> Task prompt: Tally the lines of the listing below that contain the word "stadium". Reply with the number alone.

> Entries supplied:
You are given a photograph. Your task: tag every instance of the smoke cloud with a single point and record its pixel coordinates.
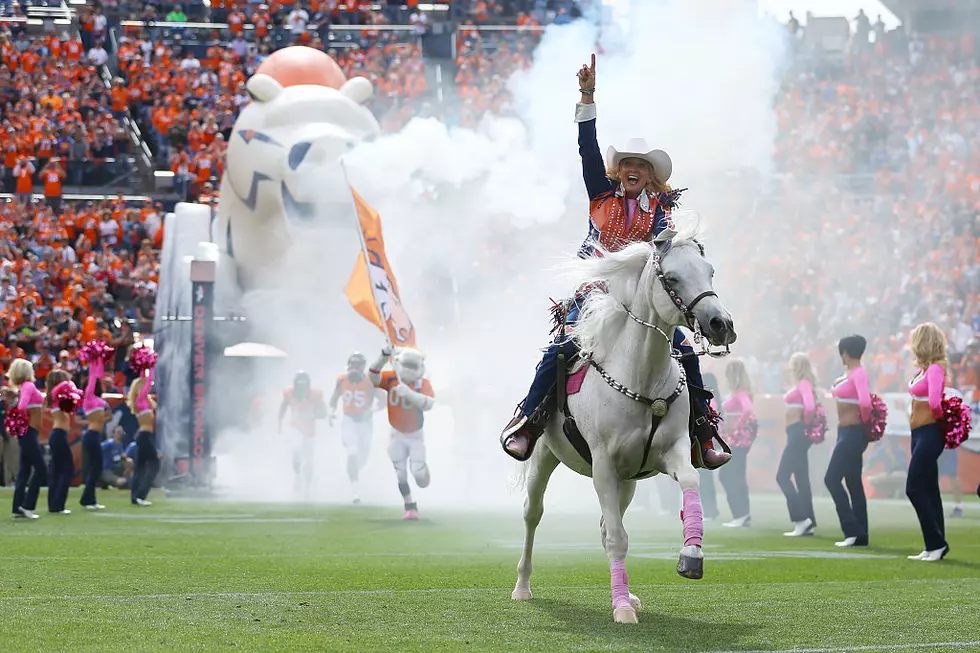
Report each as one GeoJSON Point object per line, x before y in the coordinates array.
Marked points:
{"type": "Point", "coordinates": [480, 223]}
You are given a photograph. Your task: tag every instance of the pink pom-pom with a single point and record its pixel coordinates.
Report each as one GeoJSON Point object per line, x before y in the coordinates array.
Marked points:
{"type": "Point", "coordinates": [745, 431]}
{"type": "Point", "coordinates": [956, 421]}
{"type": "Point", "coordinates": [816, 429]}
{"type": "Point", "coordinates": [875, 429]}
{"type": "Point", "coordinates": [95, 350]}
{"type": "Point", "coordinates": [17, 422]}
{"type": "Point", "coordinates": [67, 397]}
{"type": "Point", "coordinates": [142, 359]}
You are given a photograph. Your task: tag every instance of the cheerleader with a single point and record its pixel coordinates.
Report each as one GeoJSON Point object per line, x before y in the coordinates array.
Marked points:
{"type": "Point", "coordinates": [793, 475]}
{"type": "Point", "coordinates": [853, 397]}
{"type": "Point", "coordinates": [709, 495]}
{"type": "Point", "coordinates": [742, 429]}
{"type": "Point", "coordinates": [25, 404]}
{"type": "Point", "coordinates": [94, 354]}
{"type": "Point", "coordinates": [147, 463]}
{"type": "Point", "coordinates": [927, 387]}
{"type": "Point", "coordinates": [63, 398]}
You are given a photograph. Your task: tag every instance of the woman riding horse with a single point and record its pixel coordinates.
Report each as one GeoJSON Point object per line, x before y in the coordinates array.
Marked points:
{"type": "Point", "coordinates": [629, 202]}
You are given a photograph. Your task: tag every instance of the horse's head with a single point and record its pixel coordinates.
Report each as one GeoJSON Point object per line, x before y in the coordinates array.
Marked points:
{"type": "Point", "coordinates": [683, 293]}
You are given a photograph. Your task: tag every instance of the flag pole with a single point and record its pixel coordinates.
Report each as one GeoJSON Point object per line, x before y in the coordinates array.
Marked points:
{"type": "Point", "coordinates": [364, 253]}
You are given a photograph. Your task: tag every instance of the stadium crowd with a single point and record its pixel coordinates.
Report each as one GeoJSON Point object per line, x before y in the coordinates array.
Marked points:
{"type": "Point", "coordinates": [877, 154]}
{"type": "Point", "coordinates": [874, 222]}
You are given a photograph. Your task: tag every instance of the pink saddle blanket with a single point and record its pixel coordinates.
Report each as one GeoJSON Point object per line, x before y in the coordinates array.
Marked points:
{"type": "Point", "coordinates": [573, 384]}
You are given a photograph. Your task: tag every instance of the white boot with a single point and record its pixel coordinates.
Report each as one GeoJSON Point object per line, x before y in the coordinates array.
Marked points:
{"type": "Point", "coordinates": [801, 528]}
{"type": "Point", "coordinates": [935, 555]}
{"type": "Point", "coordinates": [741, 522]}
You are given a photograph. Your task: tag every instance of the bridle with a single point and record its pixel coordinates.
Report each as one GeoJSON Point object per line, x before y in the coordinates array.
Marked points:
{"type": "Point", "coordinates": [686, 310]}
{"type": "Point", "coordinates": [660, 405]}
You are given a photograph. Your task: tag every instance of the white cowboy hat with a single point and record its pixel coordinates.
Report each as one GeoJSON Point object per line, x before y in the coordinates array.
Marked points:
{"type": "Point", "coordinates": [637, 148]}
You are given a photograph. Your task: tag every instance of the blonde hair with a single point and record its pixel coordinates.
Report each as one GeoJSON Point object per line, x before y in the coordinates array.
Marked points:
{"type": "Point", "coordinates": [54, 378]}
{"type": "Point", "coordinates": [655, 186]}
{"type": "Point", "coordinates": [21, 371]}
{"type": "Point", "coordinates": [929, 346]}
{"type": "Point", "coordinates": [801, 369]}
{"type": "Point", "coordinates": [738, 377]}
{"type": "Point", "coordinates": [134, 391]}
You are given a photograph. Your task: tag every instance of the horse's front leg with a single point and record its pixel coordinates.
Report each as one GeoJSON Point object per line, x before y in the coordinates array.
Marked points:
{"type": "Point", "coordinates": [540, 467]}
{"type": "Point", "coordinates": [607, 487]}
{"type": "Point", "coordinates": [678, 464]}
{"type": "Point", "coordinates": [627, 489]}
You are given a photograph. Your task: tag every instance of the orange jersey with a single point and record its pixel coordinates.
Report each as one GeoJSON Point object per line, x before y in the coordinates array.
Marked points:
{"type": "Point", "coordinates": [402, 417]}
{"type": "Point", "coordinates": [356, 396]}
{"type": "Point", "coordinates": [304, 412]}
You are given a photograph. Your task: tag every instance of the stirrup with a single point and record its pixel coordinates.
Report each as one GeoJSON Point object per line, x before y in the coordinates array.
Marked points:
{"type": "Point", "coordinates": [697, 451]}
{"type": "Point", "coordinates": [505, 439]}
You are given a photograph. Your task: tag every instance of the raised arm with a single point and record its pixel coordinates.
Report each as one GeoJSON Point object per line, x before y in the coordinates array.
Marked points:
{"type": "Point", "coordinates": [806, 393]}
{"type": "Point", "coordinates": [860, 378]}
{"type": "Point", "coordinates": [593, 167]}
{"type": "Point", "coordinates": [141, 399]}
{"type": "Point", "coordinates": [423, 399]}
{"type": "Point", "coordinates": [936, 382]}
{"type": "Point", "coordinates": [89, 401]}
{"type": "Point", "coordinates": [374, 372]}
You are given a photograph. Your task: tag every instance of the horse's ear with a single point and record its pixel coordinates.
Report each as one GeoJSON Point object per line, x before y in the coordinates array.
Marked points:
{"type": "Point", "coordinates": [664, 236]}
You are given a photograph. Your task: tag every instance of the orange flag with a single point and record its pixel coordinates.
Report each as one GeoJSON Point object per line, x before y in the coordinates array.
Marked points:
{"type": "Point", "coordinates": [372, 289]}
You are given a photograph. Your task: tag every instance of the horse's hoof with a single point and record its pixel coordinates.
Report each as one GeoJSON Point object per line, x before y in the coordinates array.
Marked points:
{"type": "Point", "coordinates": [521, 594]}
{"type": "Point", "coordinates": [635, 602]}
{"type": "Point", "coordinates": [690, 567]}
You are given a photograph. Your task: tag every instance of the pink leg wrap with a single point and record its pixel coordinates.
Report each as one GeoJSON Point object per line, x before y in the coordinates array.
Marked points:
{"type": "Point", "coordinates": [620, 584]}
{"type": "Point", "coordinates": [693, 519]}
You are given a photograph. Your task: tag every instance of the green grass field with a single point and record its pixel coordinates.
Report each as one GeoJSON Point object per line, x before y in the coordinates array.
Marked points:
{"type": "Point", "coordinates": [210, 575]}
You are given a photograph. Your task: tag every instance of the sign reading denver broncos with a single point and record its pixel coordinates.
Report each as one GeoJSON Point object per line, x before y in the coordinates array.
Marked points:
{"type": "Point", "coordinates": [202, 298]}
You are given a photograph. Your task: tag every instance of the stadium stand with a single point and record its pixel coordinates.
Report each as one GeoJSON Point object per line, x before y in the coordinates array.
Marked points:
{"type": "Point", "coordinates": [877, 153]}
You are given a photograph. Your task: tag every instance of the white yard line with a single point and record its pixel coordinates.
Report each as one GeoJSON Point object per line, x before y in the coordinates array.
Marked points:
{"type": "Point", "coordinates": [544, 589]}
{"type": "Point", "coordinates": [876, 647]}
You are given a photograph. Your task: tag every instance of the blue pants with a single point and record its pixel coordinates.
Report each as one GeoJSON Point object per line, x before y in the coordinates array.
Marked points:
{"type": "Point", "coordinates": [147, 466]}
{"type": "Point", "coordinates": [545, 374]}
{"type": "Point", "coordinates": [31, 474]}
{"type": "Point", "coordinates": [61, 469]}
{"type": "Point", "coordinates": [91, 465]}
{"type": "Point", "coordinates": [844, 468]}
{"type": "Point", "coordinates": [922, 484]}
{"type": "Point", "coordinates": [793, 475]}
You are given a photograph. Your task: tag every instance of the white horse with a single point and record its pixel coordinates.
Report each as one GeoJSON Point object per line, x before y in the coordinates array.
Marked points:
{"type": "Point", "coordinates": [624, 334]}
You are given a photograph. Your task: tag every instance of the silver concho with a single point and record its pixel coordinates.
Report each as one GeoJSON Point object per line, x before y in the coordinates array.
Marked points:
{"type": "Point", "coordinates": [659, 407]}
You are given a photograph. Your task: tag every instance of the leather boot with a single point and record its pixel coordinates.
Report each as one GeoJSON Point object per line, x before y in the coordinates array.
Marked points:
{"type": "Point", "coordinates": [704, 432]}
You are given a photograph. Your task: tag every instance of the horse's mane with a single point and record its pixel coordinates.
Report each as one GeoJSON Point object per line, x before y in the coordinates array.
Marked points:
{"type": "Point", "coordinates": [602, 315]}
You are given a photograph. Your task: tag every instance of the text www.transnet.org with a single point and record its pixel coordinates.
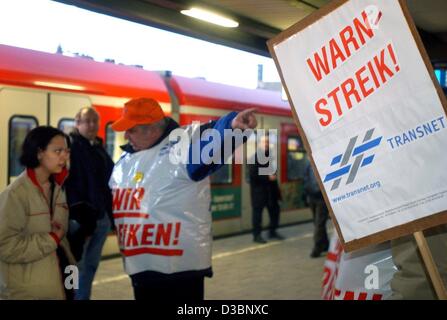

> Result: 2